**Prompt**: Write out, unchanged, the lines from the one holding "Look at the photo above. For each instance of the white" to the close of the listing. Both the first and last lines belong in it.

**Extracted material**:
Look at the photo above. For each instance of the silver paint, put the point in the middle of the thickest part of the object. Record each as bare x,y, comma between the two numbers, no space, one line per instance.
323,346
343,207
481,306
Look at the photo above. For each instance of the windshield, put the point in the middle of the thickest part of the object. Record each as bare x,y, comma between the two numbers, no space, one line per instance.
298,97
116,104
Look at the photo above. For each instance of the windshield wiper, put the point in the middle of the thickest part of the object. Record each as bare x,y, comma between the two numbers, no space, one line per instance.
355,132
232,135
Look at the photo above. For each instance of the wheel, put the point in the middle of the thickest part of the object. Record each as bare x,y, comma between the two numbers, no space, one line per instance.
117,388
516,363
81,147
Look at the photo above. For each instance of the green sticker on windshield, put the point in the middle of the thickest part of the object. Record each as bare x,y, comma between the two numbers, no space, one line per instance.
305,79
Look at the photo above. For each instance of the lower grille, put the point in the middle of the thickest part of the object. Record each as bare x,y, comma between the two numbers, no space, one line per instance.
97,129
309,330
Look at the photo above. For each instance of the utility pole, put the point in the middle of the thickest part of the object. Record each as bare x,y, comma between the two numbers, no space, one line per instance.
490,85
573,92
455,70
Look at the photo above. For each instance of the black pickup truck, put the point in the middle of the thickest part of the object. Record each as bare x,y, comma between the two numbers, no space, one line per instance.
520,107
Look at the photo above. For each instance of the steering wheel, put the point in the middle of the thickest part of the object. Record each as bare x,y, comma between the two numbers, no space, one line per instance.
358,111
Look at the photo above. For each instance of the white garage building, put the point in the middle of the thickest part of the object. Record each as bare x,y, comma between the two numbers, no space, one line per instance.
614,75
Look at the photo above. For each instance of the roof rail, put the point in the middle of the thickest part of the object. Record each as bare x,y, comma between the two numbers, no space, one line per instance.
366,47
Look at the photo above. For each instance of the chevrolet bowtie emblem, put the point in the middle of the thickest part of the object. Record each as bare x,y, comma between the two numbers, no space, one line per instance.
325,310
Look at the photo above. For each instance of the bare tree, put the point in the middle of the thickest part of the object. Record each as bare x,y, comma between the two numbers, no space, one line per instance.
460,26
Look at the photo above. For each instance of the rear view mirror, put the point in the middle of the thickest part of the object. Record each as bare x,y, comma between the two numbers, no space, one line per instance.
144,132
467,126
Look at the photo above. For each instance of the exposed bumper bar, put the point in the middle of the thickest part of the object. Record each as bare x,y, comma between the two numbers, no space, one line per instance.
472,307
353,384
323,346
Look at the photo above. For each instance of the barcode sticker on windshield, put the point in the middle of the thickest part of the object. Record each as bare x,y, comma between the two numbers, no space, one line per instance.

**Task answer**:
Look at the photo above. For each instance of the white garage building, put the point in the middle of the thickest part of the object. Record each as bare x,y, comma between the two numbers, no space, one line per instance.
614,75
Look at the photo above. For each instance of the roof rail, put the point in the middle of the thickest part of the object. Record each as bare x,y, comma between the two numbers, no space, one line per instance.
366,47
Look at the photo above. For each instance of the chevrolet bowtie emblem, put the point in the middle of the thickest part of the object. Record each as bare x,y, comma between the two numbers, no space, one line per instance.
325,310
Look at the photo above. For each instance of the bare tree, put the point in the middle of the thickest part of the object. Record each as bare x,y, comma between the two numbers, no space, one line per instance.
460,26
Look at the photo above. For each instance of the rear view mirror, put the point in the middle of the thickest part of the object. Record each as bare x,y, comma between the two numbers, no space, one line per instance.
144,132
467,126
Look at the photo above. For each instance of the exposed bumper bar, put the point in the middle of the thickest part of the object. Record each as bare x,y, comma between the two numbers, no space, one line per instance.
472,307
353,384
323,346
Look at the photo above. For each instance of the barcode sticker on windshield, put the point in the middle of the thickest part of the object. Record each as bare x,y, comma between the two numbers, no space, one line per instance.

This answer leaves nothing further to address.